Output, with no changes, the span of lines that opens with the line containing "Where can the yellow teletubby" and closes with the last line.

- _DATA FOR THE TASK_
• • • • • • •

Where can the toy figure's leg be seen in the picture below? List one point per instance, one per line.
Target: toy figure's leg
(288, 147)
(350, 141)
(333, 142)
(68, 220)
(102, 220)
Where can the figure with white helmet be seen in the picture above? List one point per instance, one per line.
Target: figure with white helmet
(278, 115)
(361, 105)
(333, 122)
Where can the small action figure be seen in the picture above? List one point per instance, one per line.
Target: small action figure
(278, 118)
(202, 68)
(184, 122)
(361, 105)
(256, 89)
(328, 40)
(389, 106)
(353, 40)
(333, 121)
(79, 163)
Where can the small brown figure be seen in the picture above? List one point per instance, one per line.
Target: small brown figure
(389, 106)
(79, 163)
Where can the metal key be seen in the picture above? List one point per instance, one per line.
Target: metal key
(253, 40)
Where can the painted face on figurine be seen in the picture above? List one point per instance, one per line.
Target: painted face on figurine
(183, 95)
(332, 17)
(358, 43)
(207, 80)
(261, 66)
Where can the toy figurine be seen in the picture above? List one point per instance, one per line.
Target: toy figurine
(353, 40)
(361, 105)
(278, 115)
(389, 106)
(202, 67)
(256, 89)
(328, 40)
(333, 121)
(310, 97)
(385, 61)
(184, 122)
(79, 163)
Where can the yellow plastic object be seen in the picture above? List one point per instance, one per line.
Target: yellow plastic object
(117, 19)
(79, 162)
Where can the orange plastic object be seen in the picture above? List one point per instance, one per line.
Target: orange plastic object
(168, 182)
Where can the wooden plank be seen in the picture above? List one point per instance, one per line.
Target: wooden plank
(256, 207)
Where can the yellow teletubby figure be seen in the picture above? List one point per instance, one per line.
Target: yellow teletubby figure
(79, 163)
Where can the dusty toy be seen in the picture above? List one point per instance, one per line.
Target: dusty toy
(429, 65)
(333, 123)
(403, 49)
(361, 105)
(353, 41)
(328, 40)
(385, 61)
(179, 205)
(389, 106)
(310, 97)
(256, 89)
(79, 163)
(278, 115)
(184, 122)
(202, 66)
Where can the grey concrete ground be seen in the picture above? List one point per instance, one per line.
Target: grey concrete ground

• • • • • • •

- _SOLUTION TO THIS PROBLEM_
Where can the yellow teletubby figure be seen in the picture above? List one point per instance, one per line.
Target: yellow teletubby figure
(79, 163)
Where can the dusty toy be seen in the picture above? List one point per instance, one per line.
Target: dusty toy
(429, 65)
(333, 123)
(403, 49)
(361, 105)
(353, 41)
(328, 40)
(385, 61)
(179, 205)
(389, 106)
(310, 97)
(256, 89)
(79, 163)
(278, 115)
(184, 122)
(202, 66)
Where can the grey concrete ground be seen in the picture above? List one point per instance, one per line.
Target: grey concrete ground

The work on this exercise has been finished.